§ **What you need to do**:
All material below is to be reproduced exactly.

━━━━

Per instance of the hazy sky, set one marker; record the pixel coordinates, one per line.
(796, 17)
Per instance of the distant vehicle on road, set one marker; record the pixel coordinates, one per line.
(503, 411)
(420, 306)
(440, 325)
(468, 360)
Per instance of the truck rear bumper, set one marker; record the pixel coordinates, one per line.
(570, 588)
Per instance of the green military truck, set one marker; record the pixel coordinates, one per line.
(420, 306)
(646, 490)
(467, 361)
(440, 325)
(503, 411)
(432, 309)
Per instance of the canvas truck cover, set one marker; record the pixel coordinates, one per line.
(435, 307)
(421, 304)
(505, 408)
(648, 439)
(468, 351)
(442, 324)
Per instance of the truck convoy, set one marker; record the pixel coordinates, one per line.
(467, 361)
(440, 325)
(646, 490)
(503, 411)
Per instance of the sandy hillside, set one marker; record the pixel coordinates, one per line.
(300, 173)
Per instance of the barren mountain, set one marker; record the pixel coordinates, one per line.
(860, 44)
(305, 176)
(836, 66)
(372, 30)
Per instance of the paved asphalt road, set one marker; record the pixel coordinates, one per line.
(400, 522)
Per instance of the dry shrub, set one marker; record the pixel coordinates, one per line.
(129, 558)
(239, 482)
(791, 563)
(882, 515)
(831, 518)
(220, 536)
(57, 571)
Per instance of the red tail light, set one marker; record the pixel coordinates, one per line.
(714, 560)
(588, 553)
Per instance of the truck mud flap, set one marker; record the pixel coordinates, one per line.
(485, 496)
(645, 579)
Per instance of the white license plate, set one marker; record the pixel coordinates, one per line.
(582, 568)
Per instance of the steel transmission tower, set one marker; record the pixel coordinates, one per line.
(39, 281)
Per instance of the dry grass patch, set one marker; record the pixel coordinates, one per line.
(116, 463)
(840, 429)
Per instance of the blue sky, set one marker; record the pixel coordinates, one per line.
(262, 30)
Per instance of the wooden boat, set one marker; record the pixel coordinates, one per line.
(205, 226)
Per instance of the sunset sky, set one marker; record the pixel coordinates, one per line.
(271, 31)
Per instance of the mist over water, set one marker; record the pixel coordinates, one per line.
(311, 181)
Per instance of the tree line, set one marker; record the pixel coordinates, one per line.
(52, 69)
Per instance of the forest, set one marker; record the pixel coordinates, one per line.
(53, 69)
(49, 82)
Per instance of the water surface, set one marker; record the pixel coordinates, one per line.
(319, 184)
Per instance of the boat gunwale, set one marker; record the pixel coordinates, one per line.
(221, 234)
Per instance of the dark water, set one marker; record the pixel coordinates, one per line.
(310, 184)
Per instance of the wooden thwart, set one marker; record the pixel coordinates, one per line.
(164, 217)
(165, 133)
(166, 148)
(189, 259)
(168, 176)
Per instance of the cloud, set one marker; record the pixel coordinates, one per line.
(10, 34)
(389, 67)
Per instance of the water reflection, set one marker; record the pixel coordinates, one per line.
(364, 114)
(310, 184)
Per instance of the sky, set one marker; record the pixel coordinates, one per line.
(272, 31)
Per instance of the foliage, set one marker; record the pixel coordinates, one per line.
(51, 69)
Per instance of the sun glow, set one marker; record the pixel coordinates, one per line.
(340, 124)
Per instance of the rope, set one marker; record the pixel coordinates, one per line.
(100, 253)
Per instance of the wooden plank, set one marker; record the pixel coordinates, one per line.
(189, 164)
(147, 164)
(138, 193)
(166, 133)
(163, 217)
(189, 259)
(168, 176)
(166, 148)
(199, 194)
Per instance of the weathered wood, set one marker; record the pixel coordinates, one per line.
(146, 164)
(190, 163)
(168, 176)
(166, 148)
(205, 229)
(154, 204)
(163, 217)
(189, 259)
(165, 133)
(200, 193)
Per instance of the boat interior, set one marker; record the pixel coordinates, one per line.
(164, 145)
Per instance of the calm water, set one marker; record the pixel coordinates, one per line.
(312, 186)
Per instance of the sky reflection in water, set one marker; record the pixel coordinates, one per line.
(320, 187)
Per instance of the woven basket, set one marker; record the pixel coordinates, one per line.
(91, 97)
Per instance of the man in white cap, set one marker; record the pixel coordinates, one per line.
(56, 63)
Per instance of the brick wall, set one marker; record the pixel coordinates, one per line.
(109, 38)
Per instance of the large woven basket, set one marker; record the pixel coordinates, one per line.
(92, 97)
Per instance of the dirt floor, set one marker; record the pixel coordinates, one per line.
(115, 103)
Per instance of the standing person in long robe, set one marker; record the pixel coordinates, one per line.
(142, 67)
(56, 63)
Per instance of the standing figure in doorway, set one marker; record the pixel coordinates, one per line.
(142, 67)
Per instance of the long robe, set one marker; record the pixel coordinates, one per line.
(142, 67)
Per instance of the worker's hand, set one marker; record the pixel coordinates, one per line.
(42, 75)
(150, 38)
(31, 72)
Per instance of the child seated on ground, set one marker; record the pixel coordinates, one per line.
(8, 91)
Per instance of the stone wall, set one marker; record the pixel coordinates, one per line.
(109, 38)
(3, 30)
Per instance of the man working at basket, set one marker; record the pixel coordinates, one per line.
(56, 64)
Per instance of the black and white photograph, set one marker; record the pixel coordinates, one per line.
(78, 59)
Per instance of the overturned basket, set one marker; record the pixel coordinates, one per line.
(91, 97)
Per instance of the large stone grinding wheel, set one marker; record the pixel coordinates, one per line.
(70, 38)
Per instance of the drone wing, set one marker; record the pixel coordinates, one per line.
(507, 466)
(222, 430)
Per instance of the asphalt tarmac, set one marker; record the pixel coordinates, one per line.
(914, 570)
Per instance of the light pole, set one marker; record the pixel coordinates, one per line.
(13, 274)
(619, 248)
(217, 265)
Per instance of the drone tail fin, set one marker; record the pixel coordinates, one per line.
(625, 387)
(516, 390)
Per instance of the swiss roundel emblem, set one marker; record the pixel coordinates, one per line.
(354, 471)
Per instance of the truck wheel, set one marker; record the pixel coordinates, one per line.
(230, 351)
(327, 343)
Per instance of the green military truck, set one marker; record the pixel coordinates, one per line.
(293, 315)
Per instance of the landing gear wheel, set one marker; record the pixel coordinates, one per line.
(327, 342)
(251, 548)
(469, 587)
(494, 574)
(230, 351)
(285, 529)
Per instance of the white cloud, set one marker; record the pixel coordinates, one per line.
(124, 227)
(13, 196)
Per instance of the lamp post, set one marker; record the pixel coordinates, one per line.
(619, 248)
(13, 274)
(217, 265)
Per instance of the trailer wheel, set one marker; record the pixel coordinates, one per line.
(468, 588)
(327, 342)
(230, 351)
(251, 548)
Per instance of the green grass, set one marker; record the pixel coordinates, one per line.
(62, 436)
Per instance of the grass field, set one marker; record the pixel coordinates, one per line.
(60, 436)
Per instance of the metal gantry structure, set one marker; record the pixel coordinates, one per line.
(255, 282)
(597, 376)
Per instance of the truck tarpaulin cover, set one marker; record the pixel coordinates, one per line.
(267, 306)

━━━━

§ **Solution below**:
Per instance of the hazy sky, set one marker; record the pixel coordinates, one per line.
(796, 17)
Per instance of the distant vehicle on road, set one marker; record the pixel coordinates, one per line.
(503, 411)
(420, 306)
(440, 325)
(468, 360)
Per instance of the truck rear bumper, set one marker; record the pixel coordinates, one per line.
(570, 588)
Per instance of the green military truck, set one marker; record the pixel coordinates, one per line.
(420, 306)
(646, 490)
(467, 361)
(440, 325)
(503, 411)
(432, 309)
Per instance of the canvas truck cover, set one marker; record the pixel coordinates, one per line.
(435, 307)
(421, 304)
(505, 408)
(648, 439)
(468, 351)
(442, 324)
Per instance of the truck convoy, set one marker; record the pixel coordinates, one per line.
(467, 361)
(440, 325)
(646, 490)
(503, 411)
Per instance of the sandy hillside, set one marker; record the pixel coordinates, one per line.
(300, 173)
Per instance of the barren mountain, set one marker; record the pixel coordinates, one per line.
(860, 44)
(305, 176)
(836, 66)
(372, 30)
Per instance of the paved asphalt road, set one marker; record the pixel coordinates, one per line.
(400, 522)
Per instance of the dry shrub, set one marker; record the pixel coordinates, one per line.
(129, 558)
(239, 482)
(791, 563)
(882, 515)
(831, 518)
(220, 536)
(57, 571)
Per instance of the red tail light, set one marker; record the pixel coordinates, one per line.
(714, 560)
(588, 553)
Per instance of the truck mud flap, set one marker; record the pixel coordinates, one per line.
(485, 496)
(645, 579)
Per instance of the white license plate, set one marker; record the pixel coordinates, one per line.
(582, 568)
Per instance of the steel transmission tower, set one marker; record the pixel coordinates, one per line.
(39, 281)
Per instance of the dry grass patch, set one marker; record the pixel coordinates, one per line.
(116, 463)
(840, 429)
Per instance of the blue sky, set one marker; record the pixel coordinates, one per line.
(262, 30)
Per instance of the wooden boat, set one marker; record the pixel coordinates, one per line.
(205, 226)
Per instance of the sunset sky, set one marker; record the pixel coordinates, one per line.
(271, 31)
Per instance of the mist over water, set one marker; record the pixel coordinates, one per line.
(311, 181)
Per instance of the tree line, set one marker; record the pixel coordinates, one per line.
(52, 69)
Per instance of the forest, set one marker; record the pixel coordinates, one per line.
(53, 69)
(49, 82)
Per instance of the water surface, set one marker; record the pixel coordinates, one per line.
(319, 184)
Per instance of the boat gunwale, set one marker; record the pixel coordinates, one per line.
(221, 234)
Per instance of the dark water, set one marker; record the pixel coordinates, one per line.
(310, 184)
Per instance of the wooden thwart, set one marker; record the pixel coordinates, one per line.
(164, 217)
(165, 133)
(166, 148)
(189, 259)
(168, 176)
Per instance of the cloud, set one marker; record the pixel coordinates, one per line.
(10, 34)
(389, 67)
Per instance of the water reflection, set one marker; record the pixel coordinates, one per line.
(364, 114)
(310, 184)
Per instance of the sky, set one marker; record the pixel coordinates, one per line.
(272, 31)
Per instance of the foliage, set one marker; record the pixel coordinates, one per line.
(51, 69)
Per instance of the sun glow, set one marker; record the pixel coordinates, one per line.
(340, 124)
Per instance of the rope, set one marker; record the pixel coordinates, one per line.
(100, 253)
Per instance of the wooden plank, set one marker; record the pixel coordinates, one per line.
(189, 164)
(147, 164)
(138, 193)
(166, 133)
(163, 217)
(189, 259)
(168, 176)
(166, 148)
(199, 194)
Per instance of the weathered wood, set one marker; record the pixel coordinates, one per line.
(146, 164)
(190, 163)
(168, 176)
(166, 148)
(205, 229)
(154, 204)
(163, 217)
(189, 259)
(165, 133)
(200, 193)
Per instance of the boat interior, set one marker; record the pixel coordinates, one per line.
(164, 145)
Per instance of the calm water, set one marker; record the pixel coordinates, one per line.
(312, 186)
Per instance of the sky reflection in water, set one marker; record the pixel coordinates, one per line.
(320, 187)
Per instance of the woven basket, set one marker; record the pixel coordinates, one per line.
(91, 97)
Per instance of the man in white cap, set one marker; record the pixel coordinates, one per line.
(56, 63)
Per instance of the brick wall, set one marker; record the pixel coordinates, one per line.
(109, 38)
Per instance of the large woven basket, set one marker; record the pixel coordinates, one per line.
(92, 97)
Per instance of the dirt floor, set one marker; record the pixel coordinates, one per line.
(115, 103)
Per instance of the standing person in long robe, set one marker; record the pixel coordinates, one per line.
(142, 67)
(56, 63)
Per instance of the standing figure in doorway, set one marker; record the pixel coordinates, one per line.
(142, 67)
Per instance of the long robe, set one marker; record the pixel coordinates, one per line.
(142, 67)
Per instance of the worker's hand, set one marker; record the pixel coordinates, one per line.
(42, 75)
(150, 38)
(31, 72)
Per instance of the child seated on ground, set one marker; record the pixel coordinates, one per line.
(8, 91)
Per instance of the stone wall, set one marker; record the pixel coordinates, one per line.
(109, 38)
(3, 30)
Per instance of the man working at basket, set one marker; record the pixel coordinates, one per line.
(56, 64)
Per instance of the black and white photograph, set one marker; record the pixel coordinates, one per line.
(78, 59)
Per instance of the overturned basket, set one marker; record the pixel coordinates, one per line.
(91, 97)
Per instance of the large stone grinding wheel, set one marker; record the pixel coordinates, one per line.
(70, 38)
Per instance of the drone wing, set one marker; record the pixel coordinates, one per line.
(507, 466)
(222, 430)
Per instance of the asphalt tarmac, set one marker; record the pixel coordinates, one per line.
(914, 570)
Per instance of the light pole, set one marker; record the pixel coordinates, one per line.
(13, 274)
(619, 248)
(217, 265)
Per instance of the drone tail fin, set one marker; record the pixel coordinates, one per line.
(625, 387)
(516, 390)
Per instance of the swiss roundel emblem, set one marker; record the pixel coordinates, one per line.
(354, 471)
Per instance of the truck wheel, set one marker; record the pixel coordinates, one per line.
(230, 351)
(327, 343)
Per instance of the green military truck, set one marker; record the pixel coordinates, one per line.
(293, 315)
Per instance of the landing gear wheel, set one marker; record the pixel coordinates, one per line.
(327, 342)
(251, 548)
(469, 587)
(494, 574)
(230, 351)
(285, 529)
Per instance of the white cloud, set one marker; record the pixel coordinates, one per line.
(124, 227)
(13, 196)
Per instance of the lamp post, set one marker; record the pixel coordinates, one per line.
(619, 248)
(13, 274)
(217, 265)
Per instance of the trailer wheel, set one marker; record the pixel coordinates, one per line.
(468, 588)
(327, 342)
(230, 351)
(251, 548)
Per instance of the green grass, set one marker; record the pixel coordinates, one per line.
(62, 436)
Per instance of the grass field, set one marker; record the pixel coordinates, one per line.
(60, 436)
Per instance of the metal gantry structure, set one marker; record the pixel coordinates, one per line.
(255, 282)
(597, 376)
Per instance of the truck tarpaulin cover, set one marker; record the pixel coordinates, one per line.
(267, 306)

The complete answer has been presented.